**Exercise**
Please copy every line with the string "pillow" from the entries below.

**Record set**
· · · · ·

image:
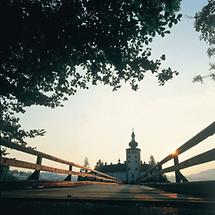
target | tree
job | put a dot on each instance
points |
(99, 163)
(152, 160)
(205, 24)
(51, 48)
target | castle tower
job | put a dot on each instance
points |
(133, 160)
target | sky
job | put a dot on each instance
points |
(97, 123)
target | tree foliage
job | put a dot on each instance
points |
(51, 48)
(205, 24)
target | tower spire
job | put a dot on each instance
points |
(133, 143)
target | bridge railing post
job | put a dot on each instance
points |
(36, 174)
(69, 177)
(177, 173)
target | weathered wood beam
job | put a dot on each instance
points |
(196, 160)
(27, 150)
(202, 135)
(27, 165)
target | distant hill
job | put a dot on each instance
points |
(205, 175)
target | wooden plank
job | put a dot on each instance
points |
(27, 165)
(196, 160)
(202, 135)
(47, 156)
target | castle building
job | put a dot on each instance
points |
(131, 169)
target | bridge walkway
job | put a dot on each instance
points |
(114, 192)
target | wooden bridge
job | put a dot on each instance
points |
(102, 193)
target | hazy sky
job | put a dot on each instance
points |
(97, 123)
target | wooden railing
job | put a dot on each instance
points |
(205, 157)
(88, 174)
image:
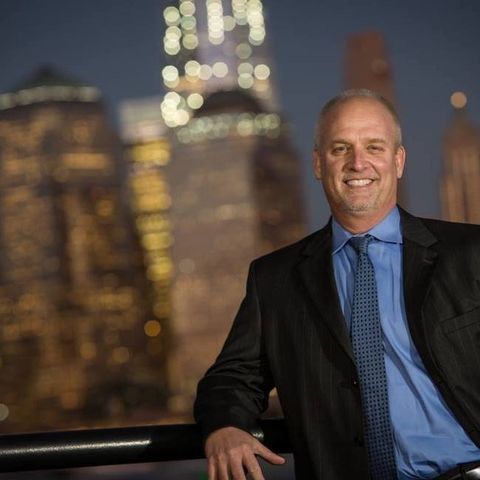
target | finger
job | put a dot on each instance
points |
(222, 468)
(253, 467)
(212, 471)
(237, 470)
(268, 455)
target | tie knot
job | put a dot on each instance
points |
(360, 244)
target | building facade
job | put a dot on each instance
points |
(460, 195)
(367, 65)
(77, 345)
(234, 175)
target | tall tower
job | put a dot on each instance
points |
(367, 65)
(74, 311)
(213, 45)
(460, 194)
(234, 176)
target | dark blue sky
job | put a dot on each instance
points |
(116, 45)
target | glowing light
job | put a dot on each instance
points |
(205, 72)
(173, 33)
(195, 101)
(256, 36)
(173, 97)
(187, 8)
(170, 73)
(458, 99)
(192, 67)
(262, 72)
(243, 51)
(245, 68)
(220, 69)
(4, 412)
(171, 15)
(228, 23)
(152, 328)
(171, 47)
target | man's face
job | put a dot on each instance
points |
(359, 161)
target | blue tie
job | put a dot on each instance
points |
(367, 345)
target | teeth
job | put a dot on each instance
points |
(360, 182)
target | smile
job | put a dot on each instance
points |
(359, 182)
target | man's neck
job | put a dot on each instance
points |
(358, 224)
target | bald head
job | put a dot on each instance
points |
(347, 96)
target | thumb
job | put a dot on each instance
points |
(268, 455)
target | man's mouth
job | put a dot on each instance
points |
(359, 182)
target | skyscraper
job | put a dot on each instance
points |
(234, 176)
(460, 194)
(213, 45)
(367, 65)
(74, 311)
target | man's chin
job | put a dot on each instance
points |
(358, 208)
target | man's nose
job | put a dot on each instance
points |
(357, 160)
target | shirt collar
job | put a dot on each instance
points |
(388, 230)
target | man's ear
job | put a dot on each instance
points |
(400, 157)
(317, 164)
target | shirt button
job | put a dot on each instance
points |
(357, 440)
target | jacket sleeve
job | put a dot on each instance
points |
(234, 391)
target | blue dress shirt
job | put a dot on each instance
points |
(428, 439)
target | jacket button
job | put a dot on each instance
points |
(358, 441)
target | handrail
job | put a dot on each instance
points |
(115, 446)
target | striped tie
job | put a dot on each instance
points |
(367, 345)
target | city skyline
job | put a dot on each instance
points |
(432, 50)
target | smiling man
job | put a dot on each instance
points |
(369, 328)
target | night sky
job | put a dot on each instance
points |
(116, 45)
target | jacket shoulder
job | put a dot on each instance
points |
(453, 233)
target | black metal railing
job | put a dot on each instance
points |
(116, 446)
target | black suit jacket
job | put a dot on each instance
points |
(290, 333)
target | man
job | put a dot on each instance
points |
(317, 315)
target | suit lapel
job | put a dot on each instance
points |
(419, 260)
(316, 272)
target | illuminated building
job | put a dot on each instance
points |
(81, 345)
(234, 177)
(460, 194)
(367, 66)
(148, 153)
(213, 45)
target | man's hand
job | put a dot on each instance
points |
(231, 452)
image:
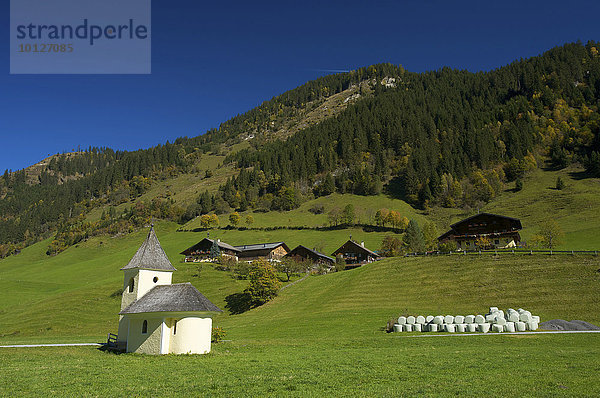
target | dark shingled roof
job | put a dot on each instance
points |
(260, 246)
(221, 245)
(314, 252)
(150, 255)
(356, 246)
(180, 297)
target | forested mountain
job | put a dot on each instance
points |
(444, 137)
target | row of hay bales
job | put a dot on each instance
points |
(495, 321)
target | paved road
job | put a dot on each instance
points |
(502, 334)
(50, 345)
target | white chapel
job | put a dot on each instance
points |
(158, 317)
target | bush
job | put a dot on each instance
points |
(264, 283)
(241, 269)
(317, 209)
(340, 264)
(218, 333)
(518, 184)
(449, 246)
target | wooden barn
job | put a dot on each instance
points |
(303, 253)
(355, 254)
(265, 251)
(494, 230)
(201, 251)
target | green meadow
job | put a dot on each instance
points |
(324, 335)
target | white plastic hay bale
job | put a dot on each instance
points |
(509, 327)
(513, 316)
(525, 316)
(531, 325)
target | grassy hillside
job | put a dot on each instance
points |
(76, 292)
(576, 208)
(321, 336)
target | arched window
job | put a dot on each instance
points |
(131, 284)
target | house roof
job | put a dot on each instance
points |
(262, 246)
(221, 245)
(357, 246)
(316, 253)
(489, 215)
(180, 297)
(150, 255)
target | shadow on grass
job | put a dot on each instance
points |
(580, 175)
(238, 303)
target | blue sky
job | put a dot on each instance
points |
(212, 61)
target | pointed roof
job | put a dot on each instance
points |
(357, 247)
(262, 246)
(298, 249)
(150, 255)
(209, 242)
(180, 297)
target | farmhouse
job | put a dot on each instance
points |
(158, 317)
(303, 253)
(355, 254)
(266, 251)
(201, 251)
(484, 229)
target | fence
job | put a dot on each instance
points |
(505, 251)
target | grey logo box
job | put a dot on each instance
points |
(80, 37)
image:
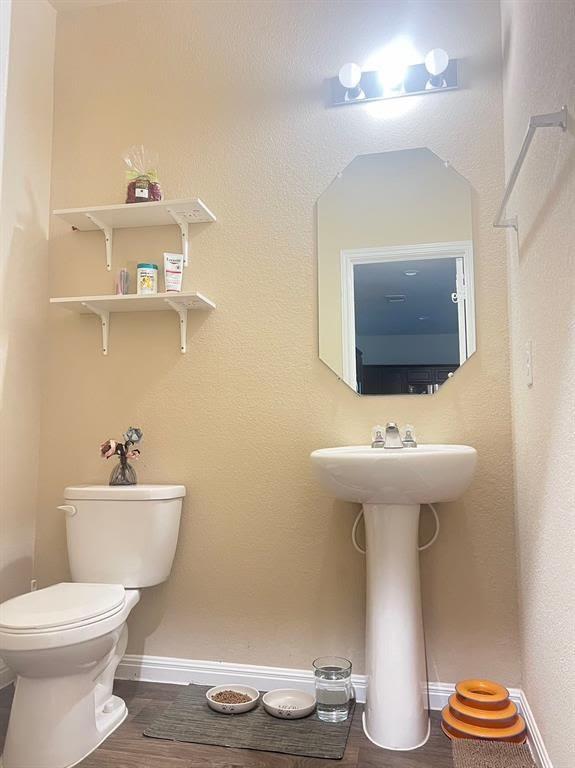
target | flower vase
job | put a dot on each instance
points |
(123, 474)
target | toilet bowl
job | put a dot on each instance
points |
(64, 642)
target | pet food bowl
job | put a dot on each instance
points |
(288, 703)
(232, 709)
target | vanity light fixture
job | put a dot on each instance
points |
(395, 298)
(436, 62)
(349, 78)
(393, 78)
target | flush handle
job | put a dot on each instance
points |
(68, 509)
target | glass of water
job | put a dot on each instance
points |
(333, 689)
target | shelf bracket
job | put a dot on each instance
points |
(104, 316)
(108, 234)
(183, 315)
(184, 226)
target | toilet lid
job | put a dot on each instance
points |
(60, 605)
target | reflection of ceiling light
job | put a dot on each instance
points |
(436, 62)
(392, 63)
(395, 298)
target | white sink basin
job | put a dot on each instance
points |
(391, 484)
(419, 475)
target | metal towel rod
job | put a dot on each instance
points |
(550, 120)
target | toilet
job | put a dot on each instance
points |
(64, 642)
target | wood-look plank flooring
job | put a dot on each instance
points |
(128, 748)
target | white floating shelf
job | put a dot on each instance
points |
(107, 218)
(103, 306)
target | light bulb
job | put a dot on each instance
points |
(350, 75)
(436, 61)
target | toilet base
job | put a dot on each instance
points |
(55, 722)
(114, 722)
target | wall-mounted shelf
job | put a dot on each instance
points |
(107, 218)
(104, 306)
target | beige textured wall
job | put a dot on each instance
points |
(392, 198)
(24, 220)
(231, 95)
(539, 76)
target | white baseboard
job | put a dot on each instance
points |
(6, 675)
(163, 669)
(535, 740)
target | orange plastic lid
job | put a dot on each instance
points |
(484, 694)
(491, 718)
(466, 730)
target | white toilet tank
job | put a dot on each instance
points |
(122, 534)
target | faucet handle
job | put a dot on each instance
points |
(409, 440)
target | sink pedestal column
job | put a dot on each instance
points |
(396, 713)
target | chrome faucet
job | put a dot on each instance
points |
(390, 437)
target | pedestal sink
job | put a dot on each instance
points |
(391, 484)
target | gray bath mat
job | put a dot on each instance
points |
(468, 753)
(190, 719)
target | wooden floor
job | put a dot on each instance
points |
(127, 748)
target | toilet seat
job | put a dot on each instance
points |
(61, 607)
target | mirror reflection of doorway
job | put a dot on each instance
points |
(407, 318)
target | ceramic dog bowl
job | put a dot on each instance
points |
(288, 703)
(232, 709)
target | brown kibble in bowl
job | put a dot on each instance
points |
(231, 697)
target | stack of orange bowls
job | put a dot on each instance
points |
(481, 709)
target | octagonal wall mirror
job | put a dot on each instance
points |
(395, 271)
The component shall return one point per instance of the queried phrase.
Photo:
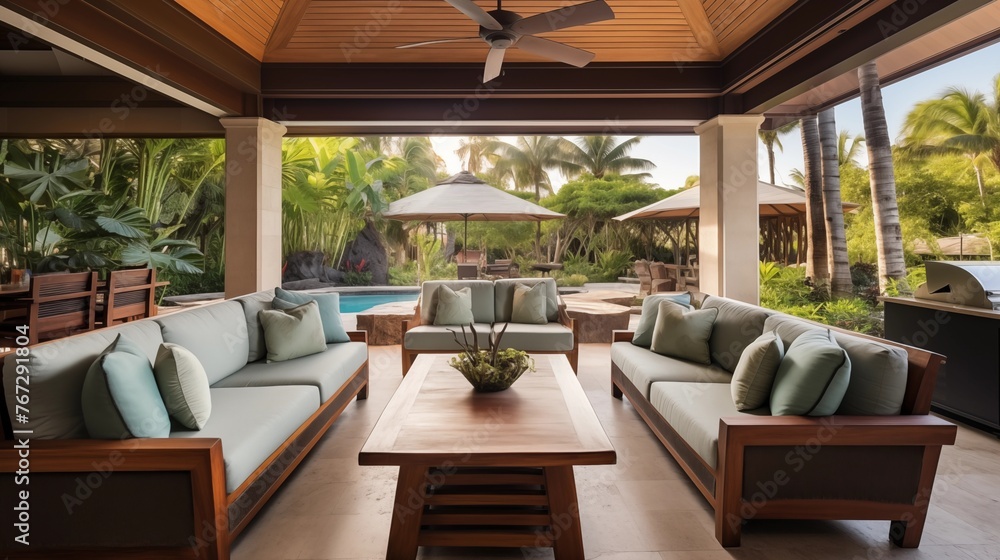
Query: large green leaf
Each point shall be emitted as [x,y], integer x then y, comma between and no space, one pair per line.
[127,222]
[36,181]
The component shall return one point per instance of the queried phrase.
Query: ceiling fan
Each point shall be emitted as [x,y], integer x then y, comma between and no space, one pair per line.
[502,29]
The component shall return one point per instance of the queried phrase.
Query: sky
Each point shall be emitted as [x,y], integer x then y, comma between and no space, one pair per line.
[676,157]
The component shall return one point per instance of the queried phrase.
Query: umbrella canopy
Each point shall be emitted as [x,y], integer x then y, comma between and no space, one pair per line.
[773,201]
[464,197]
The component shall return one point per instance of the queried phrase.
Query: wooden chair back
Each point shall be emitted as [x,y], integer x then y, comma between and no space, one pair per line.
[131,294]
[61,304]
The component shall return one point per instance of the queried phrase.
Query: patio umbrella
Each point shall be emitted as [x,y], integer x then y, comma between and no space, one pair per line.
[465,197]
[772,199]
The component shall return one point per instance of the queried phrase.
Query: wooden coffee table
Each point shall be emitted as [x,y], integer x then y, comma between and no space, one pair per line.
[487,469]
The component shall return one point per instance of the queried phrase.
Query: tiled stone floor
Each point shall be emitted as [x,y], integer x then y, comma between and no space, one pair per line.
[643,508]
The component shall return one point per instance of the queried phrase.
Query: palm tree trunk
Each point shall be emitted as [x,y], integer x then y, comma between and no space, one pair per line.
[888,233]
[840,268]
[817,267]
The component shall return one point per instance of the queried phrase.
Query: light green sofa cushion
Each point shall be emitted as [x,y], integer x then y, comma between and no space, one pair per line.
[120,398]
[683,334]
[529,305]
[693,410]
[327,371]
[252,422]
[812,378]
[453,307]
[58,369]
[252,305]
[183,384]
[293,333]
[737,325]
[878,371]
[504,297]
[754,375]
[216,334]
[482,299]
[643,368]
[329,311]
[650,308]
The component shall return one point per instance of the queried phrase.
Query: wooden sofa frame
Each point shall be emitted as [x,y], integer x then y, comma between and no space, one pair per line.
[409,355]
[218,518]
[737,495]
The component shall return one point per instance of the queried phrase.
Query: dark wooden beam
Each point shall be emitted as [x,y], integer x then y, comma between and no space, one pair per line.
[519,80]
[843,49]
[106,122]
[79,91]
[155,39]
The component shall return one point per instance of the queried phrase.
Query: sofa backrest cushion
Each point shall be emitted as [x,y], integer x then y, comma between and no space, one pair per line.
[252,305]
[878,371]
[216,334]
[58,369]
[736,327]
[504,301]
[482,299]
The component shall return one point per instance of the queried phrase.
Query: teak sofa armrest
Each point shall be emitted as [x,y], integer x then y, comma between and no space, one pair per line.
[98,462]
[621,336]
[358,336]
[836,430]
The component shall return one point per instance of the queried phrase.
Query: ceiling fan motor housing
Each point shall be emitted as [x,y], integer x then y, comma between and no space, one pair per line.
[503,38]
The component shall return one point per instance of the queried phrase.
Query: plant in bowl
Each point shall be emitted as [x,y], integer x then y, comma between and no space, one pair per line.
[490,369]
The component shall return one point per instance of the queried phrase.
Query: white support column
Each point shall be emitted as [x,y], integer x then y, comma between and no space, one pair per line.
[728,231]
[253,204]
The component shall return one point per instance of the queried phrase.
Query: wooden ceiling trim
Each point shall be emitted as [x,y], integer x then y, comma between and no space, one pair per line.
[700,26]
[288,22]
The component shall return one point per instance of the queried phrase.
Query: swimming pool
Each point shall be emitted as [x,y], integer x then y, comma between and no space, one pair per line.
[355,303]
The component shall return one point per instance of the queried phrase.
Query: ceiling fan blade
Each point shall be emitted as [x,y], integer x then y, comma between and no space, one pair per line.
[570,16]
[555,51]
[494,62]
[455,40]
[476,14]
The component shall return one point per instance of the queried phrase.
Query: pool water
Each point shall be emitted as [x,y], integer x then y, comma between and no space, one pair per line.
[355,303]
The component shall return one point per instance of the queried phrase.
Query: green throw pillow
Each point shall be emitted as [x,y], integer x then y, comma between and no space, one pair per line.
[453,307]
[183,385]
[292,333]
[329,311]
[650,305]
[530,304]
[120,399]
[813,377]
[683,335]
[754,374]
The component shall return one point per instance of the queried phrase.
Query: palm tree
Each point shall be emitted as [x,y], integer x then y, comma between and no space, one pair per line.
[529,161]
[600,155]
[840,267]
[959,122]
[771,139]
[475,151]
[849,147]
[817,265]
[888,233]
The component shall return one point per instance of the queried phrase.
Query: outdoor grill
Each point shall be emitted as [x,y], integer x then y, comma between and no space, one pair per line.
[975,284]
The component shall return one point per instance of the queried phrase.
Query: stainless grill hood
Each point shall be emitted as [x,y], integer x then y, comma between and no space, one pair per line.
[972,283]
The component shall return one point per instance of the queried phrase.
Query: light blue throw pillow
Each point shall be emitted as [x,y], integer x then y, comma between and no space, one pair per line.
[120,398]
[329,311]
[647,321]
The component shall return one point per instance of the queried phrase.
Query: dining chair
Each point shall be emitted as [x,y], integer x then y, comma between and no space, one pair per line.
[130,294]
[57,305]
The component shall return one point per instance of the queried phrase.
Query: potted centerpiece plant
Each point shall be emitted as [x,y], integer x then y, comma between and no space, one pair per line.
[489,369]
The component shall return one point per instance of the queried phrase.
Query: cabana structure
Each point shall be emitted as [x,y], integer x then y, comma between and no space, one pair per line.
[255,71]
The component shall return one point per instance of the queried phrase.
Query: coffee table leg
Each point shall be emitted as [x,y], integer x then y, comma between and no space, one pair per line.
[565,511]
[404,530]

· · · · ·

**Reply**
Query: green throw pillow
Query: light blue throw pillow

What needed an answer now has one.